What is needed is an exact retyping of each entry, pictures excluded.

• Records to process:
★ ★ ★ ★ ★ ★ ★

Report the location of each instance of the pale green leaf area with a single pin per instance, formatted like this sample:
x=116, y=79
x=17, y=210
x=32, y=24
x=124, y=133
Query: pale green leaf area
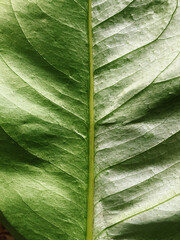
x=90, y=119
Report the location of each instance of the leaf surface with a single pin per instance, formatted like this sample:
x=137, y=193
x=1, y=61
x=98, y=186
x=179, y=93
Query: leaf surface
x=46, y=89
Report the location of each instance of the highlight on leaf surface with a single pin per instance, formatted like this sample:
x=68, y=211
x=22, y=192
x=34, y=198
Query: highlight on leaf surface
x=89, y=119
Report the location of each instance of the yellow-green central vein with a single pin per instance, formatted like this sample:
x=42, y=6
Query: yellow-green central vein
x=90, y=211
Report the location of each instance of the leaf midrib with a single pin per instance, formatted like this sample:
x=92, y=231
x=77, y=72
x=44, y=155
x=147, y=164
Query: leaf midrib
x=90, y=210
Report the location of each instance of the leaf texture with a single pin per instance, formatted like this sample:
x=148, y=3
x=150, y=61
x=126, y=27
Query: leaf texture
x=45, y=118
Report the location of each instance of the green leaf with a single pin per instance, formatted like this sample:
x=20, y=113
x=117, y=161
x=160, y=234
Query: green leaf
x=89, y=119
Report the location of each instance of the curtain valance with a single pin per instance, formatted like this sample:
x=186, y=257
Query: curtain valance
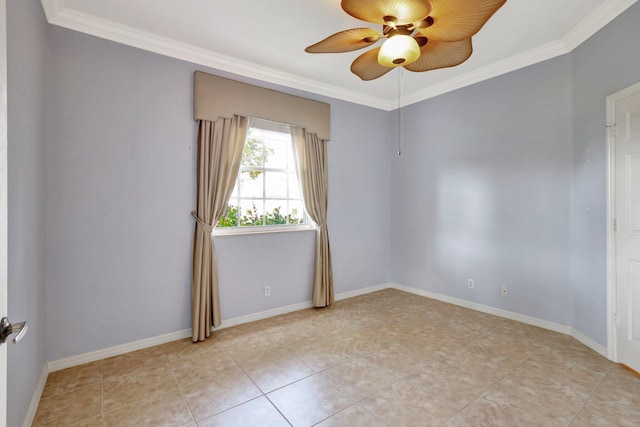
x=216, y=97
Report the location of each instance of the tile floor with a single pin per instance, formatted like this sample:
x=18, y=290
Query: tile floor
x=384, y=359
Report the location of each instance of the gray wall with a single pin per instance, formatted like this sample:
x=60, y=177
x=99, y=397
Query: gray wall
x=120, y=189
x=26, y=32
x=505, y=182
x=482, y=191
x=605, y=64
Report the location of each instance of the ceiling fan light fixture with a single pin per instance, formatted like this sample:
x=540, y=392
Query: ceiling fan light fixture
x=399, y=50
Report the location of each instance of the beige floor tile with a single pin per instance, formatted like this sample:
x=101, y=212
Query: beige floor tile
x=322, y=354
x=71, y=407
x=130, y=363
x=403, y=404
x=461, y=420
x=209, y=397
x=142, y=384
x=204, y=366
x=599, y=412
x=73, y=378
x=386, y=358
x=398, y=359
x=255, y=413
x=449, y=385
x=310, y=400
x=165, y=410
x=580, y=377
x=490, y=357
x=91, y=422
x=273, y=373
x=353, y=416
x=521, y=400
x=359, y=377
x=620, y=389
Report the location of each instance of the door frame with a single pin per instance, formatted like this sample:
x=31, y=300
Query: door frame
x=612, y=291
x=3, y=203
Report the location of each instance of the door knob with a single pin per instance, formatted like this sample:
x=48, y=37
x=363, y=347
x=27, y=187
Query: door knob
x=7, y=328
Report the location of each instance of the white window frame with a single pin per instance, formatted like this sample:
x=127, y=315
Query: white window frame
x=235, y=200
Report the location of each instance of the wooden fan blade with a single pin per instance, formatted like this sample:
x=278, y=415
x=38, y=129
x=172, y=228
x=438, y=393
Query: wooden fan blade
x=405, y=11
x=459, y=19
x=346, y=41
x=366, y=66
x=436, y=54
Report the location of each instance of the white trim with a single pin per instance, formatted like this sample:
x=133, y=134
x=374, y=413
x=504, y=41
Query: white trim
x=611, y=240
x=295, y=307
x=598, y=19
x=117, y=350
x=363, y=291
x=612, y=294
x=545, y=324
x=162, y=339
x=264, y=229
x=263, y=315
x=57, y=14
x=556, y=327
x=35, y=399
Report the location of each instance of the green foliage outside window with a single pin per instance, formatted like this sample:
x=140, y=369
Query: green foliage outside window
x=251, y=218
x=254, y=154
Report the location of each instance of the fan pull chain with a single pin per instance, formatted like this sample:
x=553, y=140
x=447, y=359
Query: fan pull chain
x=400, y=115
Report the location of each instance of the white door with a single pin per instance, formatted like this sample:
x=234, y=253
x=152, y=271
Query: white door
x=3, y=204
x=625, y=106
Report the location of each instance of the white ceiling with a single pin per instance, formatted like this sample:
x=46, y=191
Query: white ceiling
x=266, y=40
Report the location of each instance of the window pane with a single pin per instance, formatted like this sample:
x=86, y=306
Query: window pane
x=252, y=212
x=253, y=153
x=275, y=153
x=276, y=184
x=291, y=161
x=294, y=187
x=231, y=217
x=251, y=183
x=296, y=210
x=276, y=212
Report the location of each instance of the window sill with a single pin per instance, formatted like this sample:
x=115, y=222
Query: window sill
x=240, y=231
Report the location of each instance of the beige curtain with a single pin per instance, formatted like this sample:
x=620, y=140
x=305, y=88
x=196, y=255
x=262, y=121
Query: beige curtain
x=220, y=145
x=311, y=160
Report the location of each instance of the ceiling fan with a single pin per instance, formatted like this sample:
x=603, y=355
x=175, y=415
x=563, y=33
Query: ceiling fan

★ ★ ★ ★ ★ ★ ★

• Output of the exercise:
Report the location of each instance of the pale green leaf area with a single pin per instance, formatted like this sample:
x=116, y=79
x=17, y=210
x=32, y=24
x=124, y=133
Query: pale green leaf area
x=90, y=119
Report the location of each instance of the leaf surface with a single pin per instance, formatted like this sample:
x=137, y=193
x=1, y=61
x=98, y=186
x=179, y=93
Query: leaf surface
x=46, y=89
Report the location of each instance of the highlight on leaf surface with a single pin per instance, formatted like this sample:
x=68, y=211
x=22, y=192
x=34, y=198
Query: highlight on leaf surface
x=89, y=119
Report the location of each instance of the yellow-green central vein with a single pin per instance, formatted like this sample:
x=42, y=6
Query: yellow-green central vein
x=90, y=211
Report the location of each instance of the leaf midrib with a single pin per instance, formatted like this sample:
x=92, y=231
x=77, y=72
x=44, y=155
x=147, y=164
Query: leaf midrib
x=90, y=210
Report the location of each instance of the leaf texture with a single pin per instance, formatted like this sample:
x=148, y=3
x=150, y=61
x=126, y=27
Query: leaf texture
x=45, y=118
Report the location of each instance of the green leaf with a single pin per instance, formatted like this sample:
x=20, y=113
x=117, y=161
x=160, y=234
Query: green leaf
x=89, y=119
Report the location of each instance of the curtain valance with a single pin per instance, formatted like this sample:
x=186, y=257
Query: curtain valance
x=216, y=97
Report the location of each instance of the tile floor with a single pin per instance, formatted like this sample:
x=18, y=290
Query: tile floor
x=384, y=359
Report the location of each instance of the gray wall with a single pin per instance, formatted like this sample:
x=60, y=177
x=99, y=397
Query: gray wall
x=120, y=189
x=26, y=32
x=505, y=182
x=482, y=191
x=605, y=64
Report the location of each instance of the ceiling fan light fixture with a single pin per instance, formatted like this sample:
x=540, y=392
Query: ceiling fan light fixture
x=399, y=50
Report the location of each instance of the beige floor tile with a single pin per instance, formatted like this sample:
x=101, y=212
Query: beige floor tile
x=322, y=354
x=71, y=407
x=130, y=363
x=403, y=404
x=461, y=420
x=209, y=397
x=142, y=384
x=204, y=366
x=599, y=412
x=73, y=378
x=386, y=358
x=398, y=359
x=255, y=413
x=449, y=385
x=310, y=400
x=165, y=410
x=580, y=377
x=490, y=357
x=91, y=422
x=273, y=373
x=353, y=416
x=521, y=400
x=359, y=377
x=620, y=389
Report the location of each instance of the door frame with a single pin per instance, formatted like this sample:
x=31, y=300
Query: door frame
x=612, y=291
x=3, y=203
Report the location of each instance of the door knob with a single pin per instance, formatted like this sample:
x=48, y=37
x=363, y=347
x=27, y=187
Query: door knob
x=7, y=328
Report the location of each instance of the white window frame with a single pin per instance, formatted like this sample:
x=127, y=315
Query: white window frame
x=235, y=200
Report the location of each instance of the wooden fan blade with a single pin per instance, formatted like this sample:
x=278, y=415
x=38, y=129
x=172, y=228
x=438, y=393
Query: wooden fan blade
x=405, y=11
x=459, y=19
x=346, y=41
x=366, y=66
x=436, y=54
Report the location of each instance of the white trim with a single pin per instance, formatted like this sample:
x=133, y=134
x=374, y=413
x=504, y=41
Query: white trim
x=611, y=240
x=295, y=307
x=598, y=19
x=117, y=350
x=363, y=291
x=612, y=294
x=545, y=324
x=162, y=339
x=264, y=229
x=263, y=315
x=57, y=14
x=556, y=327
x=35, y=399
Report the location of each instance of the green foliage outside window with a single pin per instance, formatted like this sample:
x=140, y=369
Query: green foliage outside window
x=251, y=218
x=254, y=154
Report the location of each instance of the fan pull chain with a single pin per instance, formatted like this sample:
x=553, y=140
x=447, y=359
Query: fan pull chain
x=400, y=115
Report the location of each instance of the white door with a single pin per instance, formatted like this sample:
x=234, y=253
x=152, y=271
Query: white door
x=3, y=204
x=625, y=106
Report the location of each instance of the white ceiling with a single pin per instance, formatted like this sample:
x=46, y=191
Query: white ceiling
x=266, y=40
Report the location of each instance of the window pane with a single pin per instance, formatted like this sample:
x=86, y=306
Query: window pane
x=252, y=212
x=253, y=153
x=275, y=153
x=276, y=184
x=291, y=161
x=294, y=187
x=231, y=217
x=251, y=183
x=296, y=210
x=276, y=212
Report the location of each instance of the window sill with a single pin per instance, formatted like this sample:
x=115, y=222
Query: window sill
x=240, y=231
Report the location of each instance of the beige curtain with a single pin per instance, formatted like this sample:
x=620, y=140
x=305, y=88
x=196, y=255
x=262, y=121
Query: beige curtain
x=220, y=145
x=311, y=160
Report the location of each instance of the ceiling fan with a single pin per instance, formatted like this sample:
x=603, y=355
x=175, y=415
x=563, y=33
Query: ceiling fan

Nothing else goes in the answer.